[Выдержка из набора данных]

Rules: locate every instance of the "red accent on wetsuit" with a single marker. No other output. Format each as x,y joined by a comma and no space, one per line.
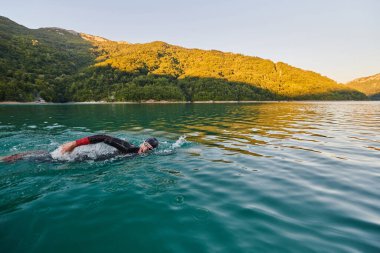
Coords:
83,141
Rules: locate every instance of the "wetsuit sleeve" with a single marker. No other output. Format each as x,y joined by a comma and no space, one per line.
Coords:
119,144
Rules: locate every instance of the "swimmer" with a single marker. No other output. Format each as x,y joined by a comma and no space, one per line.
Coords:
122,147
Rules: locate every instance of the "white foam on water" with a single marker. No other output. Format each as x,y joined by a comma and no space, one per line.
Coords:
180,142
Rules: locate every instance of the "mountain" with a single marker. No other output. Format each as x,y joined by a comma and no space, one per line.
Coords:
368,85
60,65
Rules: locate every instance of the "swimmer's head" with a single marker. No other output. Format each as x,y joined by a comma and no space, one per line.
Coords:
148,144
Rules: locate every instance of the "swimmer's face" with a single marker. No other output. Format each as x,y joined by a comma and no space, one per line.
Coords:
145,147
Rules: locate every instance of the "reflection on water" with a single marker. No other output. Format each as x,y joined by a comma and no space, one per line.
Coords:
262,177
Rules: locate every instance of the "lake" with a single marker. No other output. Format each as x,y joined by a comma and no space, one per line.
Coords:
259,177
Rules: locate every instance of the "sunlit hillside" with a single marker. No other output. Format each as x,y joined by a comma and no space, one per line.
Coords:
60,65
368,85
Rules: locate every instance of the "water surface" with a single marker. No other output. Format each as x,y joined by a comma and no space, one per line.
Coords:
265,177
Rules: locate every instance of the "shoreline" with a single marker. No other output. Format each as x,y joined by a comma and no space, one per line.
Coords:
181,102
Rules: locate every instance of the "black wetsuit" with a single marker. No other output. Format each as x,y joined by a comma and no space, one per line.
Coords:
123,147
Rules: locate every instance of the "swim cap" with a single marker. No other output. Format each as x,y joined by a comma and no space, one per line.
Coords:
152,141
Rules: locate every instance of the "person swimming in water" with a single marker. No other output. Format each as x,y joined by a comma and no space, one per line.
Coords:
122,147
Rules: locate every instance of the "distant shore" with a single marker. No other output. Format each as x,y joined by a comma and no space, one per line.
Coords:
180,102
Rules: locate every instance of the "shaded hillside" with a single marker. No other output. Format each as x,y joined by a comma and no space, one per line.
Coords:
368,85
35,62
60,65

*ЦЕЛЬ*: Сколько строк выше содержат слово «hillside»? Ответьте только числом.

*ОТВЕТ К ЗАДАНИЮ*: 2